# Directions
Starting at the line containing "Each instance of the khaki" and going on through the end of the records, write those lines out again, swapping "pixel coordinates" for "point coordinates" and leaving everything else unchanged.
==== Extracted material ====
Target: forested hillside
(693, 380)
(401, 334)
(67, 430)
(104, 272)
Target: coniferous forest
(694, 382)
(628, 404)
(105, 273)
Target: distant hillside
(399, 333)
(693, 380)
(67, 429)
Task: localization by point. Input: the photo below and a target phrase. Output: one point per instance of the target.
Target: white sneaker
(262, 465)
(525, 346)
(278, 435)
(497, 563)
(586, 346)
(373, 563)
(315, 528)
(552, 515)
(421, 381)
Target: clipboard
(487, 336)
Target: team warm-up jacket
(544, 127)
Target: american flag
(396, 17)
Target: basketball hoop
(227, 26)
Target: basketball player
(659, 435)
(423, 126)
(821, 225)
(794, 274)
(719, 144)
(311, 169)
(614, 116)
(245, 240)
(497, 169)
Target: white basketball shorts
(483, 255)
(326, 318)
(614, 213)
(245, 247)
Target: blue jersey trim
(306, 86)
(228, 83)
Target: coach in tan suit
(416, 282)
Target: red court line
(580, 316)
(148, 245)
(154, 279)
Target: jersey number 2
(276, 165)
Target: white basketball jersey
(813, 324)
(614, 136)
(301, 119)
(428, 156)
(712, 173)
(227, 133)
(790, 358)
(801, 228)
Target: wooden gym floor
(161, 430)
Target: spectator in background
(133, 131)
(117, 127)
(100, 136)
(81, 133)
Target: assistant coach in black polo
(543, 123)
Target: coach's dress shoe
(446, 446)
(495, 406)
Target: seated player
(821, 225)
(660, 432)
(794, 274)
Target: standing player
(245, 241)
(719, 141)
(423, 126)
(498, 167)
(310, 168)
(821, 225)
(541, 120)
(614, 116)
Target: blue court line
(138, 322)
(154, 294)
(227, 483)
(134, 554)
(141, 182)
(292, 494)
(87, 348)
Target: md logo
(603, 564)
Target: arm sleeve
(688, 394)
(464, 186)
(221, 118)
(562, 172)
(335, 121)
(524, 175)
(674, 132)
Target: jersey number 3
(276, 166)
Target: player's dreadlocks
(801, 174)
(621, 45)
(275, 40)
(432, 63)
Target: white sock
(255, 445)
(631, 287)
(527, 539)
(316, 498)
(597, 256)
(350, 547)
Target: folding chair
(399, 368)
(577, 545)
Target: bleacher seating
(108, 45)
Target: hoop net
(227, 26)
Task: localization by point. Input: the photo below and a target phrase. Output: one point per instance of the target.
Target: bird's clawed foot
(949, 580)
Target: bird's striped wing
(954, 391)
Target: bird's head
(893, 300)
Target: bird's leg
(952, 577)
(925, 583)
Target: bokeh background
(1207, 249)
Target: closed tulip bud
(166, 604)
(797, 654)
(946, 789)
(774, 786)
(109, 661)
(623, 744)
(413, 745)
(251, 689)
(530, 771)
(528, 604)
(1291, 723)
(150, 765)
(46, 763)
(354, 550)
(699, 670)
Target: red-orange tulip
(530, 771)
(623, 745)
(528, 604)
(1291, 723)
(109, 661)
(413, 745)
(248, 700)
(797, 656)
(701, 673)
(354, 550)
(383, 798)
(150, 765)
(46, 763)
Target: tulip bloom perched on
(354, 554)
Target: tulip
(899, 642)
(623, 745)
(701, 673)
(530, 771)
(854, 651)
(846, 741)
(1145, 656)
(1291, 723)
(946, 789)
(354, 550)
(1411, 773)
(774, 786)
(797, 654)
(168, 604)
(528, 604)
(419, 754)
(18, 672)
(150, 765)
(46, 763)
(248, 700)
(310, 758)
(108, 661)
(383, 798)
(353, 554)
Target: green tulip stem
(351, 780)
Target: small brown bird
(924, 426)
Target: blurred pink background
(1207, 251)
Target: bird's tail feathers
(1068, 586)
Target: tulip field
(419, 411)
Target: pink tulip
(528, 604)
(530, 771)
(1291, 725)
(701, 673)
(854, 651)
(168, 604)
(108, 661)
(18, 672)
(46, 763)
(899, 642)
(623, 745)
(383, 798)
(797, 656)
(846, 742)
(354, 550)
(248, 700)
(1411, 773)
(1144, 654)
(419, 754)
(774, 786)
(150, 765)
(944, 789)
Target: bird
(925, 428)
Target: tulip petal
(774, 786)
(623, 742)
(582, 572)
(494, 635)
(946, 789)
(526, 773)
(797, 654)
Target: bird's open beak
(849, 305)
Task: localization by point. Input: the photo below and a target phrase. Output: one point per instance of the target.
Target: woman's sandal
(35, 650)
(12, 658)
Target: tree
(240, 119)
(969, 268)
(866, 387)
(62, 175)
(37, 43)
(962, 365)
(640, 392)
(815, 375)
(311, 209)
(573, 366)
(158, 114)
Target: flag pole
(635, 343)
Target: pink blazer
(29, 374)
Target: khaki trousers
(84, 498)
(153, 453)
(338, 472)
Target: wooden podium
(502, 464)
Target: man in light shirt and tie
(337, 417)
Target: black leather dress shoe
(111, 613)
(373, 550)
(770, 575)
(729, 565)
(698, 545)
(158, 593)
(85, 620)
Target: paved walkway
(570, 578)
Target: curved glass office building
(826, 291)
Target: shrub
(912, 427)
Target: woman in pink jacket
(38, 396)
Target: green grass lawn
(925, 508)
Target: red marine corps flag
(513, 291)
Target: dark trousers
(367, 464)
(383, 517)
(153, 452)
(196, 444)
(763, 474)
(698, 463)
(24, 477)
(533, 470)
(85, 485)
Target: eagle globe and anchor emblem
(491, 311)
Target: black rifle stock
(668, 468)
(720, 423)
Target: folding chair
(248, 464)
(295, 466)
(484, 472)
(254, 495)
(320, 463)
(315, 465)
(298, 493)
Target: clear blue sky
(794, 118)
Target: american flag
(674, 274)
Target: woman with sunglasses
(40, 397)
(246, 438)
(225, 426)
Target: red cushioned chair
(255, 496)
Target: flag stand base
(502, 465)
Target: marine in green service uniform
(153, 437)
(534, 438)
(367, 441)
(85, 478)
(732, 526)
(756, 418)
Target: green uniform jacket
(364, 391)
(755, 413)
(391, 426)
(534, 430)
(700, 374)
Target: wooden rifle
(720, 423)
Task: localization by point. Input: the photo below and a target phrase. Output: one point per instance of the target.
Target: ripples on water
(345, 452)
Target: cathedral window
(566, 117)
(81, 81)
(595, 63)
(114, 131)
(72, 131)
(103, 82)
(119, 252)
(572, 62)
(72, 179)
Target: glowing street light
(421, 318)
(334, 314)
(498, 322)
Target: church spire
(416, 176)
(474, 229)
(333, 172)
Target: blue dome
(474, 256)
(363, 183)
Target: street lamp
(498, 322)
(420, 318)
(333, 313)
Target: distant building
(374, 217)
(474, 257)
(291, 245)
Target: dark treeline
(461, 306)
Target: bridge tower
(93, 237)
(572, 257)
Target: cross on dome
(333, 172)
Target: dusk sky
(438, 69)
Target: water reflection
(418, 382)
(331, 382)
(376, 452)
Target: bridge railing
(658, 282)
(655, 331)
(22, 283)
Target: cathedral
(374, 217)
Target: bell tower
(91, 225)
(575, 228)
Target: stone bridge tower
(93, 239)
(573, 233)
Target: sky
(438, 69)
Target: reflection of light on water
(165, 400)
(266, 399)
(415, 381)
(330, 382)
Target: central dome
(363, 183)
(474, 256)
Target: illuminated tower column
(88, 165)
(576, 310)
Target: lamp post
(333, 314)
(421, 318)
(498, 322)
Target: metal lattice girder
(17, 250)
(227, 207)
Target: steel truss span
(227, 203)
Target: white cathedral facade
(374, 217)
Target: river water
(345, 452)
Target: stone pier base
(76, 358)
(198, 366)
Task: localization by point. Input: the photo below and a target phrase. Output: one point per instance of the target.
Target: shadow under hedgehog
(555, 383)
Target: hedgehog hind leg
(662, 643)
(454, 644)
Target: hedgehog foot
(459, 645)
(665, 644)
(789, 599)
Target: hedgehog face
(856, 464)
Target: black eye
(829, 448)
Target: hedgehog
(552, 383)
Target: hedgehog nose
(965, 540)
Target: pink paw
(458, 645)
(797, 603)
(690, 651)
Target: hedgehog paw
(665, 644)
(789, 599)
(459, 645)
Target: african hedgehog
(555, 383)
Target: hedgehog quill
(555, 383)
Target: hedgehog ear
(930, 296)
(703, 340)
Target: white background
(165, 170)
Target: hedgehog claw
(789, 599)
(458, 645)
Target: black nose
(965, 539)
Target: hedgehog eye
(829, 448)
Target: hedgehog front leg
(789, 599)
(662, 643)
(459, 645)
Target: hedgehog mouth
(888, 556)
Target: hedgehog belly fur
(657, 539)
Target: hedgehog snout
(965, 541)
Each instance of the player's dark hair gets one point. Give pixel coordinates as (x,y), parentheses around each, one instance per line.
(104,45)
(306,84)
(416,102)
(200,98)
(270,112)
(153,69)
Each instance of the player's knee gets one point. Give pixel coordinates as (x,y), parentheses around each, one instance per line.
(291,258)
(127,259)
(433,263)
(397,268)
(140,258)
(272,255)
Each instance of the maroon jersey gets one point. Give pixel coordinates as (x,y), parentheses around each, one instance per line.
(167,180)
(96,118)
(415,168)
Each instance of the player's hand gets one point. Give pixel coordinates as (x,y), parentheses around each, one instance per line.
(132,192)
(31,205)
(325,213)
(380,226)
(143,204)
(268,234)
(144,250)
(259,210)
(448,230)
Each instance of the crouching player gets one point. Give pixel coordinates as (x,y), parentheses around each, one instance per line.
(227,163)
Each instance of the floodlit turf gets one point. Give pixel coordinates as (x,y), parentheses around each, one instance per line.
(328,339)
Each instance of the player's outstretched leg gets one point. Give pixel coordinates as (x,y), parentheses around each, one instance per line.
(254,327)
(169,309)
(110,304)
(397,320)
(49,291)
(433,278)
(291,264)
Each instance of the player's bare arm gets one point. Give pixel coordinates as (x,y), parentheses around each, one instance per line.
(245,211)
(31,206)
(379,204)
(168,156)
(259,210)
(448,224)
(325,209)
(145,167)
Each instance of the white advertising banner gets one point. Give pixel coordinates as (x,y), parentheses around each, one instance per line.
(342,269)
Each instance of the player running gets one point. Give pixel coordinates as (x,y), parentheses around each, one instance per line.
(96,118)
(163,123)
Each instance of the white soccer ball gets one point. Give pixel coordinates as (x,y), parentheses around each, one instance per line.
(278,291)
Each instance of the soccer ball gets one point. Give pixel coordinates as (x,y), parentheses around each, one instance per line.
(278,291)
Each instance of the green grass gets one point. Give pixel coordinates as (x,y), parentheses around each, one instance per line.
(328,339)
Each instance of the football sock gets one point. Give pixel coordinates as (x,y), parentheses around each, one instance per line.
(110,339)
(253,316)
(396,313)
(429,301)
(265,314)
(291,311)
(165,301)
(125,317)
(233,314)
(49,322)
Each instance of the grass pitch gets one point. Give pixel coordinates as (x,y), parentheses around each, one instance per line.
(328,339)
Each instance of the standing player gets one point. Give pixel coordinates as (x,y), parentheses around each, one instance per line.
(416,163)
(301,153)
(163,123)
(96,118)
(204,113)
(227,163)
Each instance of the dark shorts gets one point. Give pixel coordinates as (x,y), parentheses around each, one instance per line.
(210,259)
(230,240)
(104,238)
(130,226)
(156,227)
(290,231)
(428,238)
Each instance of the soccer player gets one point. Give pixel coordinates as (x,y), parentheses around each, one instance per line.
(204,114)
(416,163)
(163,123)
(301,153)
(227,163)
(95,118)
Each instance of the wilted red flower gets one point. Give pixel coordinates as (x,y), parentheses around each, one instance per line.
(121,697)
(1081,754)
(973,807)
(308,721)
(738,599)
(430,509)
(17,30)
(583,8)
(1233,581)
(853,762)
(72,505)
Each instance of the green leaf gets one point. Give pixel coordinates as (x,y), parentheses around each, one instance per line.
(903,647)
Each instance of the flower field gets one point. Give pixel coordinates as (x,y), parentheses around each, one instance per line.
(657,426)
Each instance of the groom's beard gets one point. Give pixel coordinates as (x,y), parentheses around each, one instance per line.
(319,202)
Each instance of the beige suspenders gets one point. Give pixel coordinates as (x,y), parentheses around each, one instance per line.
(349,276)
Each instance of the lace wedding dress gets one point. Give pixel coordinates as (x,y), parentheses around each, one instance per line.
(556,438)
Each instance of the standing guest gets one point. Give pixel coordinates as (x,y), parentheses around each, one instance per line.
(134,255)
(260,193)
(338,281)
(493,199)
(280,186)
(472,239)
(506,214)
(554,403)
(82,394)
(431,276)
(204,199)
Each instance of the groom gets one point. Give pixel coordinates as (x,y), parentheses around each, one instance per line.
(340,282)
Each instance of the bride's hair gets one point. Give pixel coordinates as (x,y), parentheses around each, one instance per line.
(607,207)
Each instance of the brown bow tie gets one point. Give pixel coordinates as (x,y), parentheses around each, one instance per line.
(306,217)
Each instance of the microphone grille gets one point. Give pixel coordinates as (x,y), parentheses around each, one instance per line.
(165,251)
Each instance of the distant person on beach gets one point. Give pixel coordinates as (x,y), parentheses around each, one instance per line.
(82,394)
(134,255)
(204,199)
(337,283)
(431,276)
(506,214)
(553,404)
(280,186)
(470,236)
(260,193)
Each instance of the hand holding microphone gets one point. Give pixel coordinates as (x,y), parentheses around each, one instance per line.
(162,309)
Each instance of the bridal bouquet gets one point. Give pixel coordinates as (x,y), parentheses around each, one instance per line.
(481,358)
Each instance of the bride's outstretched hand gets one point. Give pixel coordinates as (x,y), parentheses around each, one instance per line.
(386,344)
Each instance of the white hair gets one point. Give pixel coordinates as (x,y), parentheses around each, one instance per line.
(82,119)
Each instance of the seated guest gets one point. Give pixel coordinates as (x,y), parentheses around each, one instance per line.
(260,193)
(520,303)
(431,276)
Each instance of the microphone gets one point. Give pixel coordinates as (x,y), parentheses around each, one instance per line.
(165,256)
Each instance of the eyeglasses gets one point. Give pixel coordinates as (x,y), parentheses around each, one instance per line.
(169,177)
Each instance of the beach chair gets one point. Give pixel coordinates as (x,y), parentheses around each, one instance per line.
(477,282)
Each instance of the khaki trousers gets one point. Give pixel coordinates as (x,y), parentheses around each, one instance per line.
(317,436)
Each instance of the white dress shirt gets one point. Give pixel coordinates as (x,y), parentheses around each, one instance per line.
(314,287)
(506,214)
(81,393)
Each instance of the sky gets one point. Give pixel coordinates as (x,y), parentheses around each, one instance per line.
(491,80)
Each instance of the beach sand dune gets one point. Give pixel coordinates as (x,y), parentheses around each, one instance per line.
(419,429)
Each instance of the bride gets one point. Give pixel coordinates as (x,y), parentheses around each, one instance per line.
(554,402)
====
# Task solution
Each instance of the khaki trousers gets one point. Give point coordinates as (x,y), parentheses around each, one instance per line.
(317,436)
Each instance of the white dress shirt gets one point. Give point coordinates as (x,y), parentheses around each, one instance per line.
(314,287)
(506,214)
(81,393)
Each instance of the sky gets one point. Give point coordinates as (x,y), parentheses around each, one instance per line.
(491,80)
Each instance of the beach sand dune gets one point. Give point coordinates as (x,y), parentheses around each, one instance per line.
(419,429)
Each instance of the bride gets one point. Give point coordinates as (x,y), parentheses around each, one instance per line.
(554,402)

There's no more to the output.